#### REQUIRED ACTION
Restate the entries below without a single change.

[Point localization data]

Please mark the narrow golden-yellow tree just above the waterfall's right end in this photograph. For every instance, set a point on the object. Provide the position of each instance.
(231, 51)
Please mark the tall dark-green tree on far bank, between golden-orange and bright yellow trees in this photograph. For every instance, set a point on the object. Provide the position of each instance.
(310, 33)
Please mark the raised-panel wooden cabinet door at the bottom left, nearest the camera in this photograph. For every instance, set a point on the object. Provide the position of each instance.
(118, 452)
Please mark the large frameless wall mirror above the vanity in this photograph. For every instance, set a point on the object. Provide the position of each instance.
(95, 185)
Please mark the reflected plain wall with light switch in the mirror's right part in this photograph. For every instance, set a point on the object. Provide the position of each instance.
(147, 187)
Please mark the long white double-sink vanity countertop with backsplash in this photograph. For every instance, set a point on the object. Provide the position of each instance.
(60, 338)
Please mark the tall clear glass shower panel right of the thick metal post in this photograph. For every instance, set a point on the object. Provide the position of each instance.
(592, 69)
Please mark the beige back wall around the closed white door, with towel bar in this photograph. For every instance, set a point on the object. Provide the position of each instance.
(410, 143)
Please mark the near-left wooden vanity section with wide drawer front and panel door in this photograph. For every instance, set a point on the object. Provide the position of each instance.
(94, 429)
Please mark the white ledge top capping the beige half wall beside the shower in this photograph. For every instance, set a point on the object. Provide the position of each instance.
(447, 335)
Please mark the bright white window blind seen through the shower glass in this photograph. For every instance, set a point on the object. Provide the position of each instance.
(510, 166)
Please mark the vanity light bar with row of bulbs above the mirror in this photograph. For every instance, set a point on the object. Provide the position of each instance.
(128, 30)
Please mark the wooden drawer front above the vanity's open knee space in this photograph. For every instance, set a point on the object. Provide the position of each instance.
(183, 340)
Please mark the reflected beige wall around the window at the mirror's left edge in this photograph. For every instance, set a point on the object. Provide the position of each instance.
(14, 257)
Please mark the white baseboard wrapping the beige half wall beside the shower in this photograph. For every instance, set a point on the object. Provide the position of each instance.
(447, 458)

#### YOUR SOLUTION
Please mark the narrow golden-yellow tree just above the waterfall's right end in this photograph. For every instance, set a point on the object. Provide the position of each instance.
(231, 51)
Please mark the tall dark-green tree on far bank, between golden-orange and bright yellow trees in this photograph. For every instance, set a point on the object. Provide the position of each instance.
(310, 33)
Please mark the raised-panel wooden cabinet door at the bottom left, nearest the camera in this photograph. For every instance, set a point on the object. Provide the position of each instance.
(118, 452)
Please mark the large frameless wall mirror above the vanity in this photograph. For every instance, set a point on the object. Provide the position of each instance.
(95, 185)
Please mark the reflected plain wall with light switch in the mirror's right part in this photograph. For every instance, set a point on the object. Provide the position of each instance.
(147, 187)
Please mark the long white double-sink vanity countertop with backsplash in this photograph. For every instance, set a point on the object. Provide the position of each instance.
(60, 338)
Please mark the tall clear glass shower panel right of the thick metal post in this photograph. For every instance, set a point on the object. Provide the position of each instance.
(592, 69)
Please mark the beige back wall around the closed white door, with towel bar in this photograph. For every instance, set a point on the object. Provide the position of each instance.
(410, 143)
Please mark the near-left wooden vanity section with wide drawer front and panel door in this photograph. For every instance, set a point on the object. Provide the position of each instance.
(94, 429)
Please mark the white ledge top capping the beige half wall beside the shower in this photograph. For every instance, set a point on the object. Provide the position of each instance.
(447, 335)
Please mark the bright white window blind seen through the shower glass in this photograph. For every instance, set a point on the object. Provide the position of each instance.
(510, 166)
Please mark the vanity light bar with row of bulbs above the mirror in this photograph. For every instance, set a point on the object. Provide the position of each instance.
(128, 30)
Please mark the wooden drawer front above the vanity's open knee space in this photograph. For every instance, set a point on the object. Provide the position of each instance.
(183, 340)
Please mark the reflected beige wall around the window at the mirror's left edge in this photograph. For every instance, set a point on the object. Provide the position of each instance.
(14, 257)
Please mark the white baseboard wrapping the beige half wall beside the shower in this photograph. For every instance, set a point on the object. Provide the position of each instance.
(447, 458)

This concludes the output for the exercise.